> [Written problem]: Rewrite the stretch of entries from the line containing "Provide one point per instance of the white stripe" through the end of the entries, requests included, and shift every x and y value in the answer coordinates up by 12. Leave the requests and their format samples unchanged.

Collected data

-------------------------

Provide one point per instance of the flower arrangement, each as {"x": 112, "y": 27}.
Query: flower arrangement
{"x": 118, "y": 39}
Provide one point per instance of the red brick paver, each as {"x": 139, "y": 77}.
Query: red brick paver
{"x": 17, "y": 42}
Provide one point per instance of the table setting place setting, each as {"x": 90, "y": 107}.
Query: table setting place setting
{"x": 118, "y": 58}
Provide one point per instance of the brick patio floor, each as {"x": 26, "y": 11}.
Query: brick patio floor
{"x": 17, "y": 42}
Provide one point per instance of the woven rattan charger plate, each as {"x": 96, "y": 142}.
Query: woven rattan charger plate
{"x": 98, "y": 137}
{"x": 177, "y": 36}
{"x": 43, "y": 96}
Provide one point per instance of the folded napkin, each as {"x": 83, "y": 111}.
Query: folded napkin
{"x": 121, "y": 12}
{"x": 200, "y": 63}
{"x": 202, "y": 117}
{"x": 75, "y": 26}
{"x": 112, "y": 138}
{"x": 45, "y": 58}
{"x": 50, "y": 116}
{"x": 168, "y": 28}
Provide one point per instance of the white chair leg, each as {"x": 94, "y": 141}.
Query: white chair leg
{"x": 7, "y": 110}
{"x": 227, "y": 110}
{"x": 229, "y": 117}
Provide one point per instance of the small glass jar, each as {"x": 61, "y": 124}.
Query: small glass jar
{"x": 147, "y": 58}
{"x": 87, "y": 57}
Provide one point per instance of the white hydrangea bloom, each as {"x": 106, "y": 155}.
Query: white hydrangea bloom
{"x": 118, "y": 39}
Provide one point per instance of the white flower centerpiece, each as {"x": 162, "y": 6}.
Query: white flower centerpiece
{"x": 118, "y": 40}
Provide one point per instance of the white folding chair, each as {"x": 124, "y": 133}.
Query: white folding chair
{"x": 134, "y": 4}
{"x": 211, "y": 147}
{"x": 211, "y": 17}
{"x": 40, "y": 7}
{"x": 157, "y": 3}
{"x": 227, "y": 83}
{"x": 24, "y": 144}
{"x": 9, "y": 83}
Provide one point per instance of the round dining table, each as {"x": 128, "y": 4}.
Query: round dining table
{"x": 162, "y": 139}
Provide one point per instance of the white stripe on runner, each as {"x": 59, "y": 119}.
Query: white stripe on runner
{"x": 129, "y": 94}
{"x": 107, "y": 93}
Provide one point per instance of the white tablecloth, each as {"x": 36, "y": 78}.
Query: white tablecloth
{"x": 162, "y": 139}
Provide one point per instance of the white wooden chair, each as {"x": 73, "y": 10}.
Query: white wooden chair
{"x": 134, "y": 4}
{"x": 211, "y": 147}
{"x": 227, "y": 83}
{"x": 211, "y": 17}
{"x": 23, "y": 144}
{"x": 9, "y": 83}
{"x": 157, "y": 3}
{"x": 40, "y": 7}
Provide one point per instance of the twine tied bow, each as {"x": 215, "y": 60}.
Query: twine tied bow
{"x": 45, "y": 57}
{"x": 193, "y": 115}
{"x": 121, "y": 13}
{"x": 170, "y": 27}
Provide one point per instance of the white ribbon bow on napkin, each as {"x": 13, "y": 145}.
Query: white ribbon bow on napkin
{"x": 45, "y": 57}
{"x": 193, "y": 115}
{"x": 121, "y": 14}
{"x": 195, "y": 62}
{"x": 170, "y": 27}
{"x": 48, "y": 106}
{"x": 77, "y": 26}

-------------------------

> [Solution to this problem]:
Provide one point per instance of the white stripe on runner, each as {"x": 59, "y": 119}.
Query: white stripe on runner
{"x": 141, "y": 106}
{"x": 119, "y": 105}
Provide one point per instance of the white tablecloth, each as {"x": 36, "y": 78}.
Query: white tablecloth
{"x": 174, "y": 151}
Provide one point per instance of the white wooden chair, each as {"x": 73, "y": 10}.
Query: white wooden chair
{"x": 146, "y": 16}
{"x": 223, "y": 159}
{"x": 239, "y": 95}
{"x": 223, "y": 29}
{"x": 35, "y": 156}
{"x": 21, "y": 95}
{"x": 169, "y": 15}
{"x": 52, "y": 19}
Provide one point per instance of the twine tied bow, each as {"x": 215, "y": 60}.
Query: twine tied bow
{"x": 57, "y": 69}
{"x": 205, "y": 127}
{"x": 133, "y": 25}
{"x": 182, "y": 39}
Provide one point per instance of the white ribbon bow on napkin, each as {"x": 13, "y": 145}.
Query: white ribbon bow on napkin
{"x": 57, "y": 69}
{"x": 205, "y": 127}
{"x": 133, "y": 26}
{"x": 207, "y": 74}
{"x": 182, "y": 39}
{"x": 60, "y": 118}
{"x": 89, "y": 38}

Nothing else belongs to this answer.